REQUIRED TASK:
In the rows below, copy word for word every line from the one with "of the decorative" to the one with "<point>218,272</point>", including both of those lines.

[Data entries]
___

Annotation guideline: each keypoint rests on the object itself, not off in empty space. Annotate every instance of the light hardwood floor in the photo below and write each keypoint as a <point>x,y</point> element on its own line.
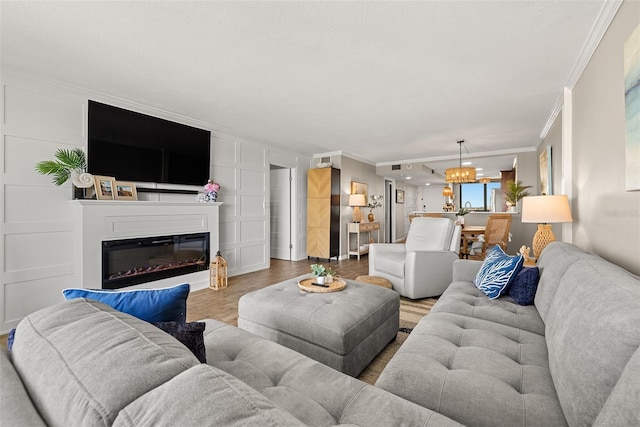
<point>223,304</point>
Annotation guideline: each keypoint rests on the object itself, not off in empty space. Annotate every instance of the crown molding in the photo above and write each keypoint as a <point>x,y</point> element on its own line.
<point>606,15</point>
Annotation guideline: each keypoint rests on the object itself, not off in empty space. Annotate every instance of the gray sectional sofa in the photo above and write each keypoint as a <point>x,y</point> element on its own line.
<point>570,359</point>
<point>81,363</point>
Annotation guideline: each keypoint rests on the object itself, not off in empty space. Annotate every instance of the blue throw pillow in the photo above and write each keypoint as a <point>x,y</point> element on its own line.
<point>523,289</point>
<point>152,305</point>
<point>497,272</point>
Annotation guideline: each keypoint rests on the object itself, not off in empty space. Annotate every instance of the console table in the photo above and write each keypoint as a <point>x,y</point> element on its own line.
<point>361,227</point>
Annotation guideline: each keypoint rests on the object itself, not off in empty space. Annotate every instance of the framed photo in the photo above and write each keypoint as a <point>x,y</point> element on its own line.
<point>546,179</point>
<point>104,187</point>
<point>125,191</point>
<point>360,188</point>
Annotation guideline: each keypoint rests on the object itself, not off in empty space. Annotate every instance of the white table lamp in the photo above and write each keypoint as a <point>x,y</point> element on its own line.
<point>545,210</point>
<point>357,200</point>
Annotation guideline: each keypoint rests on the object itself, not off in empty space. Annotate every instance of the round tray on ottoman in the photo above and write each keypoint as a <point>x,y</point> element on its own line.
<point>336,285</point>
<point>375,280</point>
<point>344,330</point>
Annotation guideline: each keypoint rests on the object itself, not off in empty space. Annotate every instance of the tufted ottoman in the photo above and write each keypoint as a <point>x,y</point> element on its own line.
<point>344,330</point>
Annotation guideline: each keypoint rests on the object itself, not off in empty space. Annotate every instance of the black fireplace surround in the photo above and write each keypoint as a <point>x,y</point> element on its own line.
<point>134,261</point>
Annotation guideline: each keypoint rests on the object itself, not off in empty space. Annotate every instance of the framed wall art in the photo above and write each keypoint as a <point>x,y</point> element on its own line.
<point>360,188</point>
<point>104,187</point>
<point>632,110</point>
<point>546,179</point>
<point>125,191</point>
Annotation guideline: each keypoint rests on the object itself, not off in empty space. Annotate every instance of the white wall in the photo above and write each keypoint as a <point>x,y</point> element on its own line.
<point>554,139</point>
<point>36,227</point>
<point>606,217</point>
<point>355,170</point>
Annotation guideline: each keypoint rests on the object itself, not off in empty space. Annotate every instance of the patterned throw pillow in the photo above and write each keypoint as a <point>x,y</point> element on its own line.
<point>151,305</point>
<point>189,334</point>
<point>523,289</point>
<point>497,272</point>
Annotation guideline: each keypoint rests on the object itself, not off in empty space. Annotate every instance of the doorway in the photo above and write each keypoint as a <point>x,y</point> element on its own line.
<point>388,216</point>
<point>280,212</point>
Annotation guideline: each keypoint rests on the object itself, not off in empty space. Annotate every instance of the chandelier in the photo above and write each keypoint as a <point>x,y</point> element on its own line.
<point>460,174</point>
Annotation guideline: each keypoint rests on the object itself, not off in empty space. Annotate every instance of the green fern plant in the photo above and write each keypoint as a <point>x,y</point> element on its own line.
<point>67,161</point>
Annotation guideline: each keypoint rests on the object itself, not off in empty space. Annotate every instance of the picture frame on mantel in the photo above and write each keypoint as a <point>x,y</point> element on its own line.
<point>125,191</point>
<point>104,186</point>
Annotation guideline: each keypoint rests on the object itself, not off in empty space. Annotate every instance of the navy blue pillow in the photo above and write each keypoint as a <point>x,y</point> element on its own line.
<point>189,334</point>
<point>498,271</point>
<point>523,289</point>
<point>152,305</point>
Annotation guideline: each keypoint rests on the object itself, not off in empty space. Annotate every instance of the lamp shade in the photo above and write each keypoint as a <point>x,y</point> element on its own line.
<point>546,209</point>
<point>357,200</point>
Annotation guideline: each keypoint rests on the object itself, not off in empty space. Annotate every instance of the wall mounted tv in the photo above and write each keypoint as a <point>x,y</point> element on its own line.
<point>132,146</point>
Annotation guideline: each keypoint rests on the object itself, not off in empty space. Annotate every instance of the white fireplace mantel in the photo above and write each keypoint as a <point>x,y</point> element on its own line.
<point>101,220</point>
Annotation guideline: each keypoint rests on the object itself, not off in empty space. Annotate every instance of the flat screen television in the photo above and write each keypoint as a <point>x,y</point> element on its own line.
<point>136,147</point>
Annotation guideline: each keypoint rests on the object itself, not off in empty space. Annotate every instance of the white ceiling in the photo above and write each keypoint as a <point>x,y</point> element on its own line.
<point>379,80</point>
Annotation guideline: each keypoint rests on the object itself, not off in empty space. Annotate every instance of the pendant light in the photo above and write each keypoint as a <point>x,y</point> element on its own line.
<point>460,175</point>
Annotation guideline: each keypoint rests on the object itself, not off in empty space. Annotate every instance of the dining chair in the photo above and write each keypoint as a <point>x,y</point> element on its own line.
<point>496,233</point>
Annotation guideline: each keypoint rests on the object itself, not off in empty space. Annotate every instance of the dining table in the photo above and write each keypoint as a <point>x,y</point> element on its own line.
<point>468,235</point>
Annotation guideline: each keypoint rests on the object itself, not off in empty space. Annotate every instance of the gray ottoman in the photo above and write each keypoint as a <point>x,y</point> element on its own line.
<point>344,330</point>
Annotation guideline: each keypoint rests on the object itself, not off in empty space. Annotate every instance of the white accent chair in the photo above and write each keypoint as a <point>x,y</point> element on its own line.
<point>423,266</point>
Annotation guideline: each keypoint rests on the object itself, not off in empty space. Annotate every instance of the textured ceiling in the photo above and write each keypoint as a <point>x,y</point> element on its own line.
<point>383,81</point>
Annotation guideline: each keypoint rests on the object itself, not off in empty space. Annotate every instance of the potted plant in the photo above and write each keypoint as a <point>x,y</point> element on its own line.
<point>320,272</point>
<point>70,164</point>
<point>330,275</point>
<point>514,192</point>
<point>374,202</point>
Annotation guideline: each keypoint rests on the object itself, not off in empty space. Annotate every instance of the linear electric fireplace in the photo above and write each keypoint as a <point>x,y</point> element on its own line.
<point>134,261</point>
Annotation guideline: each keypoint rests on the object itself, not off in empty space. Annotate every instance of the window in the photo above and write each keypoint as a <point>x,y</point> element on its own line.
<point>478,195</point>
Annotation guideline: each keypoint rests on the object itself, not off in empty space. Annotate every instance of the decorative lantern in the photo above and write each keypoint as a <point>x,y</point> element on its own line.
<point>218,272</point>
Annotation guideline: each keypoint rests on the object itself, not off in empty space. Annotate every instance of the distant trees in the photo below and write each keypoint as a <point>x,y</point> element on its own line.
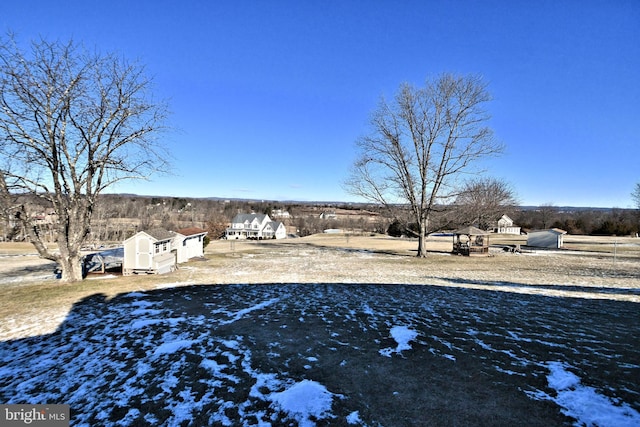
<point>72,123</point>
<point>419,145</point>
<point>635,195</point>
<point>483,200</point>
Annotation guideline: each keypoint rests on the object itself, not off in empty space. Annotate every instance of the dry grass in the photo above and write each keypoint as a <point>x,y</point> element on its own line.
<point>38,306</point>
<point>485,329</point>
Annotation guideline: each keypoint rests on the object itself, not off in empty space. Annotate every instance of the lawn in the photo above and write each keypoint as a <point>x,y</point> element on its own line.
<point>312,333</point>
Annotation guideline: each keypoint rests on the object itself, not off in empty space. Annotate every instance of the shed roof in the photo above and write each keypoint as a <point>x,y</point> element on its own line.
<point>160,234</point>
<point>191,231</point>
<point>470,231</point>
<point>551,230</point>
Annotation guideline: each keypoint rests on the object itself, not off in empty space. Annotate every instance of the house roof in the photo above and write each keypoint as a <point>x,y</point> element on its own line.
<point>240,218</point>
<point>160,234</point>
<point>470,231</point>
<point>274,225</point>
<point>191,231</point>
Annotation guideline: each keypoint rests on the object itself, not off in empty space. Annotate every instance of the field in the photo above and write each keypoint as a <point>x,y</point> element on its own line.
<point>333,330</point>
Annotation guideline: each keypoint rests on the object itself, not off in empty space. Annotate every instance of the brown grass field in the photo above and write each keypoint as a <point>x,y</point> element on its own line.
<point>489,329</point>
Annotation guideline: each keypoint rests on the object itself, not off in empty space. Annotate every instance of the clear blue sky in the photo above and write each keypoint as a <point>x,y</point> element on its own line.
<point>269,96</point>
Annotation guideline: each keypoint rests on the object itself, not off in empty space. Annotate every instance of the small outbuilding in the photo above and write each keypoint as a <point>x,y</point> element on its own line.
<point>189,243</point>
<point>149,252</point>
<point>470,241</point>
<point>552,239</point>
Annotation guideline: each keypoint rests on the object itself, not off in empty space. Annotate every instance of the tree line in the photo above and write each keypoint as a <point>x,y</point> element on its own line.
<point>74,122</point>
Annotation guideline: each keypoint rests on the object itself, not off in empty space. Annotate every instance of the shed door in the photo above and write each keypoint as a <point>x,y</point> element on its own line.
<point>144,253</point>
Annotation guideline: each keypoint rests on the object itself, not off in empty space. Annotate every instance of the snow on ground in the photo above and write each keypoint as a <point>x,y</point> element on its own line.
<point>403,336</point>
<point>297,354</point>
<point>584,403</point>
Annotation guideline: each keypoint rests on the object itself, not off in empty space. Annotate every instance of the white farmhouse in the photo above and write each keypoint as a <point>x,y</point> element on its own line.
<point>188,243</point>
<point>255,226</point>
<point>505,226</point>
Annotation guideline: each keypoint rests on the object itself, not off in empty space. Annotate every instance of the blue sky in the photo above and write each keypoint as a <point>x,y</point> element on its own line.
<point>270,96</point>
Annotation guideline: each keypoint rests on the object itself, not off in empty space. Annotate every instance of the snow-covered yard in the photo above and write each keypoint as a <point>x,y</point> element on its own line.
<point>333,354</point>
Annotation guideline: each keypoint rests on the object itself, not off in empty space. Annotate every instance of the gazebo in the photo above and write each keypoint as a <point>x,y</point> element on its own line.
<point>470,241</point>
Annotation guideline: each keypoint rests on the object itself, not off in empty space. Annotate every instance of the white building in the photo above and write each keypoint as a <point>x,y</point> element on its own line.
<point>149,252</point>
<point>159,251</point>
<point>188,243</point>
<point>552,238</point>
<point>255,226</point>
<point>505,226</point>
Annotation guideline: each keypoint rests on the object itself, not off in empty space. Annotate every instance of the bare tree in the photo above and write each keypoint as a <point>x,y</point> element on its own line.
<point>483,200</point>
<point>635,195</point>
<point>72,123</point>
<point>421,143</point>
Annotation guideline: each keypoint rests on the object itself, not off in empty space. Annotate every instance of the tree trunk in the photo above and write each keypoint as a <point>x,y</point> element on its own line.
<point>422,240</point>
<point>71,269</point>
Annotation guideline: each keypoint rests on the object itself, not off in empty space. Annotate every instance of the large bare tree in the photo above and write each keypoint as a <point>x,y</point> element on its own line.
<point>72,123</point>
<point>421,143</point>
<point>635,195</point>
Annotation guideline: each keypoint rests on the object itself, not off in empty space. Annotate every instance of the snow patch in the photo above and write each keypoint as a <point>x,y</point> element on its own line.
<point>304,400</point>
<point>172,347</point>
<point>403,336</point>
<point>584,403</point>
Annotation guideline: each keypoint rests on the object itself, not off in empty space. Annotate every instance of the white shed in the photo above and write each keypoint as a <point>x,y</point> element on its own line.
<point>546,238</point>
<point>188,243</point>
<point>149,252</point>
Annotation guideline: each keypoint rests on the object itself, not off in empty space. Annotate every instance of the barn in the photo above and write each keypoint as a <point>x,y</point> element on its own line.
<point>552,238</point>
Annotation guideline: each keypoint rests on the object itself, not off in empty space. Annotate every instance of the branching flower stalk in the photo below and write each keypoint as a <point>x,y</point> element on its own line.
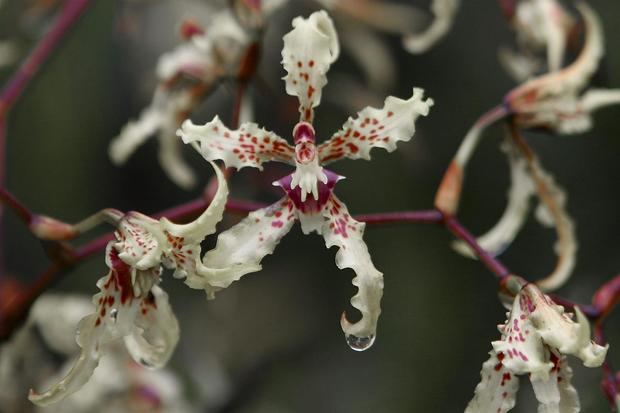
<point>540,331</point>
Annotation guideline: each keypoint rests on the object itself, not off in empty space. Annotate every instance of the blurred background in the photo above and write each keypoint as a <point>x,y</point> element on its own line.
<point>272,341</point>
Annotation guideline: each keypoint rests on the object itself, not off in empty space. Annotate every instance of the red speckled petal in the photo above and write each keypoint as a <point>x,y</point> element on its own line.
<point>249,145</point>
<point>183,240</point>
<point>309,50</point>
<point>521,343</point>
<point>139,241</point>
<point>497,390</point>
<point>113,319</point>
<point>557,394</point>
<point>376,128</point>
<point>240,249</point>
<point>342,231</point>
<point>152,343</point>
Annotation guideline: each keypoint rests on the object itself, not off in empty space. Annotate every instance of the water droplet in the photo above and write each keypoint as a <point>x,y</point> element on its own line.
<point>360,343</point>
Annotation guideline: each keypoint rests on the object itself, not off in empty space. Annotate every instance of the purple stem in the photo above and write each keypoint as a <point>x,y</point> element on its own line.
<point>48,44</point>
<point>430,217</point>
<point>496,267</point>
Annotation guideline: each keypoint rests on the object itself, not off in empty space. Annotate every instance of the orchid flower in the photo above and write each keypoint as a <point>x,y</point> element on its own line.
<point>186,75</point>
<point>528,179</point>
<point>551,101</point>
<point>557,100</point>
<point>539,25</point>
<point>536,339</point>
<point>130,305</point>
<point>362,22</point>
<point>309,50</point>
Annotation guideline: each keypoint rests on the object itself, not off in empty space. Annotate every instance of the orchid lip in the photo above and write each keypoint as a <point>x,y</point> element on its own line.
<point>310,204</point>
<point>303,132</point>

___

OUTPUT OF THE TASK:
Annotation guideline: each keypoint rests on the object itself, not off in empty space. Annotate every instance of the decorative lantern in the photo above and write each keypoint as a <point>x,y</point> element on its own line.
<point>218,272</point>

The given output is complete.